__Challenge__: Gather every line from the entries below that contains the word "mountain", copying each one in full.

__Material provided__:
# # #

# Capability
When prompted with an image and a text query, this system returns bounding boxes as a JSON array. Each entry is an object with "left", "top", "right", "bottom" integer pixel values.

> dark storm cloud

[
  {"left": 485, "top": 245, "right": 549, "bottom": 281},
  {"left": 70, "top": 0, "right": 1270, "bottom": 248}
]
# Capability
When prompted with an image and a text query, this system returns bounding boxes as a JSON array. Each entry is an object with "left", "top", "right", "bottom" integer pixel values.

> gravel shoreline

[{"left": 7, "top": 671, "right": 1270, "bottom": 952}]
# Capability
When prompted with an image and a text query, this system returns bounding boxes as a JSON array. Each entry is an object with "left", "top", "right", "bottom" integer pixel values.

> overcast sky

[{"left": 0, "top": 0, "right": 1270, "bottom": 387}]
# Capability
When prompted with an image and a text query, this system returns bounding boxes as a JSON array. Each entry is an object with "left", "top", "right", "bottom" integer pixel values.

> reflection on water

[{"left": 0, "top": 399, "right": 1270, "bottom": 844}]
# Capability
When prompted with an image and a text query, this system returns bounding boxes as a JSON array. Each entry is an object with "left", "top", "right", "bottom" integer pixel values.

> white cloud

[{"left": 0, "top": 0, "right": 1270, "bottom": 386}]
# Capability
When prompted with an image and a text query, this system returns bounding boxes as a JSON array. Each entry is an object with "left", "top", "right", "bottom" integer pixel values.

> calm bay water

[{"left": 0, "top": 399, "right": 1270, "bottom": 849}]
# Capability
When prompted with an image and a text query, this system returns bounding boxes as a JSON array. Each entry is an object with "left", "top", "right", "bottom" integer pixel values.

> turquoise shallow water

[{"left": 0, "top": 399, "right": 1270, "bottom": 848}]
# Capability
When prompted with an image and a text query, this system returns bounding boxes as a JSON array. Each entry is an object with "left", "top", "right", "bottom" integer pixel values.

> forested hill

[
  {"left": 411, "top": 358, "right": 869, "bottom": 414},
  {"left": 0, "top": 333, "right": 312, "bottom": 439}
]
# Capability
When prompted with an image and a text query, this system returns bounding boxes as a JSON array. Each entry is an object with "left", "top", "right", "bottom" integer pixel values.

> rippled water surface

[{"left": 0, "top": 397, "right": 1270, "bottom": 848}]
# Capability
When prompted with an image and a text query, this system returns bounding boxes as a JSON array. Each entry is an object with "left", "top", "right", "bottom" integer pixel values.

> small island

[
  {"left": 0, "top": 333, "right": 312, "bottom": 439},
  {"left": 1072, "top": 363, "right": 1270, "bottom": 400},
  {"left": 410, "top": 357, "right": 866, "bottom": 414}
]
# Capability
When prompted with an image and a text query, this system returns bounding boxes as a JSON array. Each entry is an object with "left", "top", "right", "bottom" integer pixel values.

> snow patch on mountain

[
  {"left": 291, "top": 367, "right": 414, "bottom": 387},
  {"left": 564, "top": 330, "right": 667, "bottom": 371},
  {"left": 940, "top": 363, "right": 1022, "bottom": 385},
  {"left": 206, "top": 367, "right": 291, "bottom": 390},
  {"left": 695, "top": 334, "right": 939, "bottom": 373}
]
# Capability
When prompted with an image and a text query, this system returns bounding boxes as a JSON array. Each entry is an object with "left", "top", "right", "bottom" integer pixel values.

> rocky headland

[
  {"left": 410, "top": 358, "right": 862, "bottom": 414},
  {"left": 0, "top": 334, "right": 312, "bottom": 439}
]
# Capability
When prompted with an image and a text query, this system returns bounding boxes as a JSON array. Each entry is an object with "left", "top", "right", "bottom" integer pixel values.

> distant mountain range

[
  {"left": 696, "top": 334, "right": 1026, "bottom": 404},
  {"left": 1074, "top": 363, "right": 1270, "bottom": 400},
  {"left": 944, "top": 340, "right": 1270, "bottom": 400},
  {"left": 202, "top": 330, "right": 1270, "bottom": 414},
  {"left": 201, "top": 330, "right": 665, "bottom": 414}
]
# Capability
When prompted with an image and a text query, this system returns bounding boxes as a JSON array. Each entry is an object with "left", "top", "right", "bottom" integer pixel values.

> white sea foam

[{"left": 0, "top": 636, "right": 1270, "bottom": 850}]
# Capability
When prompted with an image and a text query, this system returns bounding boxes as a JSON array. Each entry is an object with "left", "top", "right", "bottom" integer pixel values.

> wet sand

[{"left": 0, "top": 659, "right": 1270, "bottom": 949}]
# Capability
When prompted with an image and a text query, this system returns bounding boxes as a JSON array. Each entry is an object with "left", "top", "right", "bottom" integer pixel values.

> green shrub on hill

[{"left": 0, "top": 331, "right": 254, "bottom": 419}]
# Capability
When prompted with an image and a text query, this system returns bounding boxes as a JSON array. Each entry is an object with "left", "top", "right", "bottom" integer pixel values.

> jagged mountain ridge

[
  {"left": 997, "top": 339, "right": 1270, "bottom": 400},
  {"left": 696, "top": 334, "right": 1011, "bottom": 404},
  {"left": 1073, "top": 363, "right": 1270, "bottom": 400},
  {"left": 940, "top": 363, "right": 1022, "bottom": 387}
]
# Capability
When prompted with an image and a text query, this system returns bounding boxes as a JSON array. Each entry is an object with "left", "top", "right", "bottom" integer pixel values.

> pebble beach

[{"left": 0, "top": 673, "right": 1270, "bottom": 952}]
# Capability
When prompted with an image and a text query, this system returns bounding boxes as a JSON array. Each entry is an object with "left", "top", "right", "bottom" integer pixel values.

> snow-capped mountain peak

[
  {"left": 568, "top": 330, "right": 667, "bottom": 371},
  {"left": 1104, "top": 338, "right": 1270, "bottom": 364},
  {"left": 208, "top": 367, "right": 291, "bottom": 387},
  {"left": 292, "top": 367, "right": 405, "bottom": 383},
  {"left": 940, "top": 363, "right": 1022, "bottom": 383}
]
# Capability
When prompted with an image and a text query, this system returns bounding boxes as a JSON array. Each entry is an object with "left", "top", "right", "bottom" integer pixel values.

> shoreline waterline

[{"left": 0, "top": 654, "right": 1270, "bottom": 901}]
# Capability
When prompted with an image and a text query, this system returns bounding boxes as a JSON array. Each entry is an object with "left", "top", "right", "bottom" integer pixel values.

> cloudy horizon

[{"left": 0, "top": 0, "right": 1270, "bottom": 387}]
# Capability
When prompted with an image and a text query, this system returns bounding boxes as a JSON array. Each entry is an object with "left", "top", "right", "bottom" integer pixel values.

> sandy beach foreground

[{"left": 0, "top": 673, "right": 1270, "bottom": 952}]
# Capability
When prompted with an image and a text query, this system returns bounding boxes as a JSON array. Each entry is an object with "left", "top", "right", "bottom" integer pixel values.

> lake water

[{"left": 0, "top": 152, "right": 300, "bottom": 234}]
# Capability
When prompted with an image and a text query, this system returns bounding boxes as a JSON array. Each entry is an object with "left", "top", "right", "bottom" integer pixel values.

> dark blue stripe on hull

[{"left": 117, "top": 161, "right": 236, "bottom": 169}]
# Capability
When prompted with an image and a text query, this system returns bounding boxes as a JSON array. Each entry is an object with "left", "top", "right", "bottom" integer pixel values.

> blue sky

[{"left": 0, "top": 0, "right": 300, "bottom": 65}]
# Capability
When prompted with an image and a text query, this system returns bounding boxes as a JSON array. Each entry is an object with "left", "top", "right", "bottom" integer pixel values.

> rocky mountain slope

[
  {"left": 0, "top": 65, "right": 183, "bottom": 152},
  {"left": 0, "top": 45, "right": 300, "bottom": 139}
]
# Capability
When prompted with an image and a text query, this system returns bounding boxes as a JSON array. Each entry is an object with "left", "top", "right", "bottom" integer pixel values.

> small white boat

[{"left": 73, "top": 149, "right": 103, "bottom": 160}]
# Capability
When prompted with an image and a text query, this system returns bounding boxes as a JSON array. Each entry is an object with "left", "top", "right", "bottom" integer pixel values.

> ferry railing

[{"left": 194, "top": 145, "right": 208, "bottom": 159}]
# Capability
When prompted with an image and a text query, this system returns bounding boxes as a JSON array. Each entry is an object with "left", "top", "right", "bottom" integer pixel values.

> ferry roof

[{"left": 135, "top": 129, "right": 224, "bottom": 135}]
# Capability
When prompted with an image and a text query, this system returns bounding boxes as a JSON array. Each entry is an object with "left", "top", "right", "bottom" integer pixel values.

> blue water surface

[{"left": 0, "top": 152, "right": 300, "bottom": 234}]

# # #

__Full answer__:
> snow patch on mountain
> distant mountain range
> jagged mountain ridge
> snow-capped mountain peak
> rocky mountain slope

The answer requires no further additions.